» Aim
Reproduce the data below with every "object_query" swapped for "target_label", leaving everything else unchanged.

» Supplied entries
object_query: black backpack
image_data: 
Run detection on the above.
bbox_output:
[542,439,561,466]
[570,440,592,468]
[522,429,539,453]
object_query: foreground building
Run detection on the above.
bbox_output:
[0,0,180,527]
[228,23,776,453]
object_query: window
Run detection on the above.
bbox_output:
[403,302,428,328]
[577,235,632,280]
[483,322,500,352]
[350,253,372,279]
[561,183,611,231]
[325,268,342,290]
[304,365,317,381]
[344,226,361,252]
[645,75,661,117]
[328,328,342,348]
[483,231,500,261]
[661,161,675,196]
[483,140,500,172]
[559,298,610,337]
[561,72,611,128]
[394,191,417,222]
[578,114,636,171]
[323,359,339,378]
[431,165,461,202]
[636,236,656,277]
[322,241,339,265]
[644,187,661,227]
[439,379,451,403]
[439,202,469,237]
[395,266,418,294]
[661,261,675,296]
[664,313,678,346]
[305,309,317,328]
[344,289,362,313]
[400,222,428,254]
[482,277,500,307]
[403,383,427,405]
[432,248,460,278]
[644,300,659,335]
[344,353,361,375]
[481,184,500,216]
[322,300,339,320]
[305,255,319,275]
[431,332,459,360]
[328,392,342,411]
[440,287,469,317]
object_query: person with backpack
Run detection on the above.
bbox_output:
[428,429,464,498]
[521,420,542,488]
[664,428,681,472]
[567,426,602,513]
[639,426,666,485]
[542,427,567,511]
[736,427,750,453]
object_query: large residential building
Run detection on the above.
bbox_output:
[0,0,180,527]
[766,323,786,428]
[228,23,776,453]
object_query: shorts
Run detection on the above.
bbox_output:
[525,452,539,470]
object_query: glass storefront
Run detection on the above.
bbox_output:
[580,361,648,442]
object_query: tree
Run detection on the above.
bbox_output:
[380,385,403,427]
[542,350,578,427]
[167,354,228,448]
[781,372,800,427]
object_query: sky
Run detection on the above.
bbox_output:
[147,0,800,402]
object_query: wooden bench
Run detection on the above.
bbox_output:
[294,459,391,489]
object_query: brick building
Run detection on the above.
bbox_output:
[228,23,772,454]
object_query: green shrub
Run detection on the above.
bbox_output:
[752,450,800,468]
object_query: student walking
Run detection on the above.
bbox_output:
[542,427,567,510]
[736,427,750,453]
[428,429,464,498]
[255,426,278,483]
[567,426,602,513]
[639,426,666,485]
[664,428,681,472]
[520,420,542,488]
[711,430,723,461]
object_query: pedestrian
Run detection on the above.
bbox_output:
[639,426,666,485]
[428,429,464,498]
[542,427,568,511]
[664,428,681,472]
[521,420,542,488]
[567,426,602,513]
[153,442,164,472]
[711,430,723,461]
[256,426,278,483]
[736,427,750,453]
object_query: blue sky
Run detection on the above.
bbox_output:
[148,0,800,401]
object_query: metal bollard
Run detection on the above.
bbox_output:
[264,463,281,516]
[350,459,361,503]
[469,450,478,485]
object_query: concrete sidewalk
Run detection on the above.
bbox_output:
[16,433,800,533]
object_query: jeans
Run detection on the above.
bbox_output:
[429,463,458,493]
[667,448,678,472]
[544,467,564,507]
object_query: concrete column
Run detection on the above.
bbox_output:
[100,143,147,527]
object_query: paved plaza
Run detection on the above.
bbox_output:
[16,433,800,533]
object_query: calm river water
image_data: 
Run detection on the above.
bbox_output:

» The response
target_label: black backpack
image_data: 
Run detection on the above.
bbox_output:
[542,439,561,466]
[570,440,592,468]
[522,429,539,453]
target_label: foreground building
Run detection on the above.
bbox_output:
[0,0,180,527]
[228,23,776,453]
target_label: window
Run detection on the above.
bbox_output:
[403,302,428,328]
[577,235,632,280]
[483,322,500,352]
[350,253,372,279]
[561,183,611,231]
[325,268,342,290]
[304,365,317,381]
[344,226,361,252]
[645,75,661,117]
[328,328,342,348]
[483,231,500,261]
[661,161,675,196]
[483,140,500,172]
[559,298,610,337]
[561,72,611,128]
[394,191,417,222]
[578,114,636,171]
[323,359,339,378]
[431,165,461,202]
[636,236,656,277]
[322,241,339,265]
[644,187,661,227]
[439,379,451,403]
[439,202,469,237]
[395,266,418,294]
[661,261,675,296]
[664,313,678,346]
[305,309,317,328]
[344,289,362,313]
[400,222,428,254]
[482,277,500,307]
[403,383,427,405]
[432,248,460,278]
[644,300,659,335]
[344,353,361,375]
[481,184,500,216]
[322,300,339,320]
[305,255,319,275]
[431,332,459,360]
[328,392,342,411]
[440,287,469,317]
target_label: person with backpack
Run detection on the above.
bbox_output:
[428,429,464,498]
[521,420,542,488]
[664,428,681,472]
[567,426,602,513]
[639,426,666,485]
[542,427,567,511]
[736,427,750,453]
target_label: large residential building
Run detection on the above.
bbox_output:
[0,0,180,527]
[766,323,786,428]
[228,23,776,453]
target_label: shorts
Run detection on the above.
bbox_output:
[525,452,539,470]
target_label: glass storefront
Run detection on the above.
bbox_output:
[580,361,648,442]
target_label: tree
Run detection on the above.
bbox_output:
[380,385,403,427]
[542,350,578,427]
[167,354,228,448]
[781,372,800,427]
target_label: sky
Run detection on the above.
bbox_output:
[147,0,800,402]
target_label: wooden bench
Run detection on the above.
bbox_output:
[294,459,391,489]
target_label: brick building
Run detection on the above.
bbox_output:
[228,23,772,454]
target_label: green shrub
Run detection on the above.
bbox_output:
[752,450,800,468]
target_label: student walking
Run detection on the above.
bbox_output:
[542,427,567,510]
[736,427,750,453]
[428,429,464,498]
[255,426,278,483]
[567,426,602,513]
[639,426,666,485]
[664,428,681,472]
[520,420,542,488]
[711,430,723,461]
target_label: pedestrian
Run detection on the above.
bbox_output:
[639,426,666,485]
[428,429,464,498]
[542,427,568,511]
[664,428,681,472]
[521,420,542,488]
[567,426,602,513]
[153,442,164,472]
[711,430,723,461]
[256,426,278,483]
[736,427,750,453]
target_label: blue sky
Run detection on the above.
bbox_output:
[148,0,800,401]
target_label: metal bollard
Run detection on the above.
bbox_output:
[264,463,281,516]
[350,459,361,503]
[469,450,478,485]
target_label: concrete sidewalk
Run detection on the above.
bbox_output:
[16,433,800,533]
target_label: jeans
Run detection on the above.
bbox_output:
[429,463,458,493]
[667,448,678,472]
[544,467,564,507]
target_label: concrete column
Run detection on the above.
bbox_output:
[100,143,147,527]
target_label: paved plaza
Run detection on the above.
bbox_output:
[16,433,800,533]
target_label: calm river water
image_data: 
Run detection on the above.
bbox_output:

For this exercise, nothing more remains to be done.